◆ Task to carry out: Find the line that contains "the table lamp" in the entries below. Output it and each later line exactly, and nothing else.

[START OF Available records]

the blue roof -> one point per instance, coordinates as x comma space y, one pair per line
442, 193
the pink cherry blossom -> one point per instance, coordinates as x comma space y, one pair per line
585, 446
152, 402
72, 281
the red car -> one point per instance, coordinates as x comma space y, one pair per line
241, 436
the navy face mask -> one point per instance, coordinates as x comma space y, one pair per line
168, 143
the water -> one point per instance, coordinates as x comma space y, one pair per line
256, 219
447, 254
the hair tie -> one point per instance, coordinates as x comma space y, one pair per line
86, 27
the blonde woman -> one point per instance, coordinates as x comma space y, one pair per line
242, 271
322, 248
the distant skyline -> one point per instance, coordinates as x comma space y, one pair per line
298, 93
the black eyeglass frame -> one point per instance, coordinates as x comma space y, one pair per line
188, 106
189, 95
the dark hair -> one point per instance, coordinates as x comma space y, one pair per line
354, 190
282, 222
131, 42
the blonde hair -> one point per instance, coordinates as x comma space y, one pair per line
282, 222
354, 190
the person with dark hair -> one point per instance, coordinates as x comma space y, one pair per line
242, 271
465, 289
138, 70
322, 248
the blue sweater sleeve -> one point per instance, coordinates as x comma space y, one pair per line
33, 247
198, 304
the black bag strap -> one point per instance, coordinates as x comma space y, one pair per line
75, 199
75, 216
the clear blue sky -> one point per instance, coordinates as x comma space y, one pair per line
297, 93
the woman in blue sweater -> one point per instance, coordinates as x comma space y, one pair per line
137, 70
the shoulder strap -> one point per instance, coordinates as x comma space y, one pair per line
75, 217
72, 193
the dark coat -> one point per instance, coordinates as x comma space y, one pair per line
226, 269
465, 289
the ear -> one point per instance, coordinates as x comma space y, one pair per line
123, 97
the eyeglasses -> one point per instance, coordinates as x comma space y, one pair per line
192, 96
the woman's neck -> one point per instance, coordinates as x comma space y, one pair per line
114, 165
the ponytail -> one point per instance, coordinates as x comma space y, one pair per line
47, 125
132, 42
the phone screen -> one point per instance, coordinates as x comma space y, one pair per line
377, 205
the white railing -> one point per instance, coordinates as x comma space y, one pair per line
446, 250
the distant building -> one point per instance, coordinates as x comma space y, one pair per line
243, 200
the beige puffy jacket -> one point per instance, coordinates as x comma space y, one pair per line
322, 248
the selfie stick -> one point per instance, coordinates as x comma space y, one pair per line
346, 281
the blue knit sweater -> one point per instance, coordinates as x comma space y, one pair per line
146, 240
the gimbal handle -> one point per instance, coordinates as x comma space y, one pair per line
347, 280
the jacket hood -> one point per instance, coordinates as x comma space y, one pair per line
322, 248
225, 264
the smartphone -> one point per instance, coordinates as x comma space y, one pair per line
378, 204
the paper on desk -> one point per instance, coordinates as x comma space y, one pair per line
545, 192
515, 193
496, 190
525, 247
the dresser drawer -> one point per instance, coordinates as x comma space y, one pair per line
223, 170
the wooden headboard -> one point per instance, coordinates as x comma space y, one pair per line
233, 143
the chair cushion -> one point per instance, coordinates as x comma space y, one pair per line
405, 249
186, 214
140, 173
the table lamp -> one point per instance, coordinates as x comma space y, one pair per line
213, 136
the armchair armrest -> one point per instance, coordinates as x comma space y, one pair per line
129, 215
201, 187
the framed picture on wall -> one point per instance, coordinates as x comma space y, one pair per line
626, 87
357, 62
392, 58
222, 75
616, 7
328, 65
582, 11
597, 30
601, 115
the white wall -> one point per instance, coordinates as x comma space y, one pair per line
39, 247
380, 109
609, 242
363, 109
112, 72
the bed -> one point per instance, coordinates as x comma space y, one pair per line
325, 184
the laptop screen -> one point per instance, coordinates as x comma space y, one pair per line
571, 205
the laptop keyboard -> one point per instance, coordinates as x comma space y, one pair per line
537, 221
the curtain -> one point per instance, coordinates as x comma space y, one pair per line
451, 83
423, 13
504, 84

[END OF Available records]

◆ Output:
the table lamp -> one point per instance, coordinates as x comma space y, one pair per line
213, 136
the armchair armrest -> one point per instance, coordinates as x comma space y, one pair per line
129, 215
201, 187
the framed picture on wall -> one point per instance, coordinates as x comma space y, one pair per line
626, 87
357, 62
392, 58
222, 75
616, 7
328, 65
582, 11
597, 30
601, 115
the white wall -> one point per instance, coordinates as x comma space y, one pair per line
39, 247
380, 109
609, 242
363, 109
112, 72
the bed -> one point per instance, coordinates as x comma space y, one pair per line
325, 184
the laptop screen -> one point per instance, coordinates as x comma space y, one pair per line
571, 205
the laptop keyboard -> one point per instance, coordinates as x comma space y, one pair per line
537, 221
the curtain -> one point per instance, coordinates as x comma space y, one pair per line
451, 83
423, 13
504, 84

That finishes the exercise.